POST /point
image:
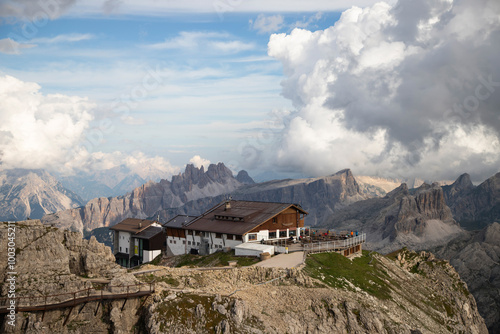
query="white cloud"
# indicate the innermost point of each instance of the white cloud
(35, 10)
(378, 92)
(266, 24)
(206, 41)
(147, 167)
(198, 161)
(39, 131)
(48, 132)
(217, 7)
(12, 47)
(64, 38)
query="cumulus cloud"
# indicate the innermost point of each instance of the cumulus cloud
(49, 131)
(147, 167)
(198, 161)
(266, 24)
(39, 131)
(400, 90)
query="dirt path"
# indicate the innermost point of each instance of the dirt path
(291, 260)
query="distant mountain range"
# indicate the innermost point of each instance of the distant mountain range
(433, 216)
(111, 182)
(33, 193)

* **Task instructions**:
Put each line of the records above into a Markdown table with the columns Row and Text, numbering the rows and skipping any blank lines. Leave the pictures out of the table.

* **Problem solution**:
| Row | Text |
|---|---|
| 1 | POST /point |
| 2 | image: |
| 3 | query="white cloud" |
| 4 | # indicate the innermost point of each instance of the white cloud |
| 5 | (35, 10) |
| 6 | (378, 92) |
| 7 | (266, 24) |
| 8 | (206, 41) |
| 9 | (147, 167) |
| 10 | (198, 161) |
| 11 | (39, 131) |
| 12 | (48, 132) |
| 13 | (217, 7) |
| 14 | (12, 47) |
| 15 | (64, 38) |
| 16 | query="cumulus cloud" |
| 17 | # indicate the innermost point of each instance of the cumulus cloud |
| 18 | (49, 131) |
| 19 | (147, 167) |
| 20 | (198, 161) |
| 21 | (266, 24) |
| 22 | (39, 131) |
| 23 | (400, 90) |
| 24 | query="dirt path" |
| 25 | # indicate the innermost point of each instance of the dirt path |
| 26 | (291, 260) |
| 27 | query="distant mountain range" |
| 28 | # indicate the innermost point of each instance of the distant mountain range |
| 29 | (433, 216) |
| 30 | (111, 182) |
| 31 | (33, 193) |